Problem description:
Exact repetition of every entry is required.

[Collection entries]
----------------

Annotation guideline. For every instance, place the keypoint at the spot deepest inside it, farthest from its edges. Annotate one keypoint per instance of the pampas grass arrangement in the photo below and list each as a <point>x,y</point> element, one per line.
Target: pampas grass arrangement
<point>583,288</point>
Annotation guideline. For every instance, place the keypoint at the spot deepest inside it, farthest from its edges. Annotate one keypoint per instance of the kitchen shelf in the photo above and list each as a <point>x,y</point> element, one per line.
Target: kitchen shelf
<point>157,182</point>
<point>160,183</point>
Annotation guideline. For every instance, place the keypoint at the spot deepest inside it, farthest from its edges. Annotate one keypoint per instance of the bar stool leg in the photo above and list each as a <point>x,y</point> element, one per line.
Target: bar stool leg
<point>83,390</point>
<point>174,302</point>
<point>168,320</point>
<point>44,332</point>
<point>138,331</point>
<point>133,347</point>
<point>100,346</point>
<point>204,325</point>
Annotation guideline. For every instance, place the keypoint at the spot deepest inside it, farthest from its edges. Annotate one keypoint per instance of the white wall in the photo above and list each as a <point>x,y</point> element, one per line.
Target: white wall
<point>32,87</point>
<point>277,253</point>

----------------

Task solution:
Annotation guideline. For every instance, place the keypoint at the spot deepest inside it, farthest from its edges. Annotate one keypoint per instance of the pampas grass arrangement in the photo below and list each as a <point>x,y</point> element, one per line.
Target: pampas grass arrangement
<point>583,288</point>
Annotation guideline. For every instance, place the keypoint at the spot deepest inside it, farthest from its edges. Annotate one keypoint per instance of the kitchen shelf in the photo above and list each as a <point>x,y</point> element, one per line.
Target: kitchen shelf
<point>157,182</point>
<point>160,183</point>
Annotation guideline. For every instance, place the keypoint at the spot deepest inside it, farthest from its edges. Annotate one keypoint per instance of the bar stool leg in the photo above and list each as a <point>x,y</point> element, one per line.
Target: bar stool leg
<point>83,390</point>
<point>174,302</point>
<point>168,320</point>
<point>44,332</point>
<point>138,331</point>
<point>133,347</point>
<point>100,346</point>
<point>204,325</point>
Annotation guideline. For every instance, place the keypoint at the spot deepest inside it, farthest from its edges. Annotate one keypoint per instance of the white wall in the photo above and list each as a <point>x,y</point> element, one per line.
Target: white wall
<point>32,87</point>
<point>277,253</point>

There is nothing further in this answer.